### DIRECTIVE 1
In the post about the 1957 Stuart fishing guide, who wrote the Chamber of Commerce advertisement?
### DIRECTIVE 2
Write the next part of the post about the 1957 Stuart fishing guide, picking up after its last sentence.

### PAGE EXCERPT

· · · · ·

By Ernest Lyons, 1957 Stuart Chamber of Commerce Fishing Guide, courtesy of historian Sandra Henderson Thurlow
I continue to share now historic advertisements of Florida. Today’s is from my hometown of Stuart, Florida. My mother, historian Sandra Henderson Thurlow, has a trove of these things, and they are interesting to view ~thinking about how much our area has changed.
This 1957 Chamber of Commerce Fishing Guide advertisement, written by Ernest Lyons is entitled: “In the Tradition of Isaac Walton.” So let’s start there: Who was Isaak Walton? !
I had to refresh my memory as well, so don’t feel bad if you did not remember. He is famous for writing the Complete Angler in 1653, a book “celebrating the joys of fishing” that inspired thousands of sportsmen, and remains a classic for both men and women today.

· · · · ·

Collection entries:
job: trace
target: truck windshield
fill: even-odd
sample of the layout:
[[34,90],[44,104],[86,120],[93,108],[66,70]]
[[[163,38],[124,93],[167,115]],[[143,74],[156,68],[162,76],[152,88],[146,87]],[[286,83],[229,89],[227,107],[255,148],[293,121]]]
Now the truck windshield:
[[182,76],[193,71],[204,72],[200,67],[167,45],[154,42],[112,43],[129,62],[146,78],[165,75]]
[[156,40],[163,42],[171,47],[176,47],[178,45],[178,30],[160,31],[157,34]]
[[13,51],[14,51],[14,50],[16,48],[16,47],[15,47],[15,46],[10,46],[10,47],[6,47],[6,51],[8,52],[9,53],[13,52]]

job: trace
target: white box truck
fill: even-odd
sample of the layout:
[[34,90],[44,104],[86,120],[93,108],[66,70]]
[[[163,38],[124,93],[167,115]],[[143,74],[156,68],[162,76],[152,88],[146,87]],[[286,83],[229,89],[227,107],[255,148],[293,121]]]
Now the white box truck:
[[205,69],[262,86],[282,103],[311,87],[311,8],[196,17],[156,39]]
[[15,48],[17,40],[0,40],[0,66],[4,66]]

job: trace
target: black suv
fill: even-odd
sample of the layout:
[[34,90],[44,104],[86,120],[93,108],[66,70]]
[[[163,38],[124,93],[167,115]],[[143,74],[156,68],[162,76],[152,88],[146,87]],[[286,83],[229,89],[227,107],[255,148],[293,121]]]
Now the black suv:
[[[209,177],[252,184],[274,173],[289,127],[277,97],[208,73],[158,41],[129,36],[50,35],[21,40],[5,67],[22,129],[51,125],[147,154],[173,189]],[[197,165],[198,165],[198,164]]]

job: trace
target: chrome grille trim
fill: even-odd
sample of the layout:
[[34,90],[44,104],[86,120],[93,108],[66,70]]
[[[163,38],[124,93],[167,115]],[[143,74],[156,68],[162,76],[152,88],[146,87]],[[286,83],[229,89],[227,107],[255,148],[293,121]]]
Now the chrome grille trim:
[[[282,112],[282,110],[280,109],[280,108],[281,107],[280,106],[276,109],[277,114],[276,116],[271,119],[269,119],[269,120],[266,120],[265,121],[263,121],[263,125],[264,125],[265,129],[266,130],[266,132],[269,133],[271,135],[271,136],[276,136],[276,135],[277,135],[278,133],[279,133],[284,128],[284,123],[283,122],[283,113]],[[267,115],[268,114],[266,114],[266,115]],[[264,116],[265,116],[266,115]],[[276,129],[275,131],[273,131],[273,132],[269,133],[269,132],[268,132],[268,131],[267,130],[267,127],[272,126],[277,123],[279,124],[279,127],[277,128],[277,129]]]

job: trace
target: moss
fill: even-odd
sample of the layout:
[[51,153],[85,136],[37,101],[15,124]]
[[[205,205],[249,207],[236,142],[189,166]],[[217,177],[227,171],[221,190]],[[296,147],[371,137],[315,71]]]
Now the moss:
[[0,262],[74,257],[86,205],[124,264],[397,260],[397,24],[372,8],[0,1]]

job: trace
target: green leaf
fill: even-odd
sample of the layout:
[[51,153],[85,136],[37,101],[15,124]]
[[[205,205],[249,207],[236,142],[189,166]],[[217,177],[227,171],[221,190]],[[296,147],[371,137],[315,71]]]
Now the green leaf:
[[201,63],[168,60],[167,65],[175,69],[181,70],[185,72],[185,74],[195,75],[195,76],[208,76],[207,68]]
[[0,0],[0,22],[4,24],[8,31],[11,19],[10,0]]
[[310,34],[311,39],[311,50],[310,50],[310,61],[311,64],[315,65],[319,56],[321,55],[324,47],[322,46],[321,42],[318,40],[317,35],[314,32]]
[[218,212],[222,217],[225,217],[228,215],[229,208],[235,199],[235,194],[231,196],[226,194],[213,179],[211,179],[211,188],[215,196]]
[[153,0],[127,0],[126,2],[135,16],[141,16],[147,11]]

· · · · ·

### FINAL RESULT 1
Ernest Lyons

### FINAL RESULT 2
Mr Lyons, who was the editor of the Stuart News and an award-winning environmentalist of his era, begins his composition:
“Stuart, Florida means sports fishing in the tradition of Izaak Walton,” and then proceeds to talk about good living, home building, and retirement in a community where the “best things in life are free.”
Fun for me to see, in the collage below, my Aunt Mary Thurlow Hudson is photographed far right playing tennis, and my father, her brother, Tom Thurlow Jr., #7, is shown making a basket for Stuart High School baseball team. Awesome! Those were the days!
My Aunt Mary Thurlow Hudson is photographed far right playing tennis and my father Tom Thurlow making a basket for Stuart High. “Those were the days!’
But we know that nothing is really for free. Stuart, and Florida at large have paid a price for moving so many people here since 1957, and trying to “feed the world” from our rich agriculture fields.
Sixty-one years have passed since 1957. I am now over three times the age of my father and my Aunt Mary pictured here…
Our youth can still golf, play tennis, ride a stallion at a rodeo, play baseball, and football, but water-skiing and fishing? Maybe not.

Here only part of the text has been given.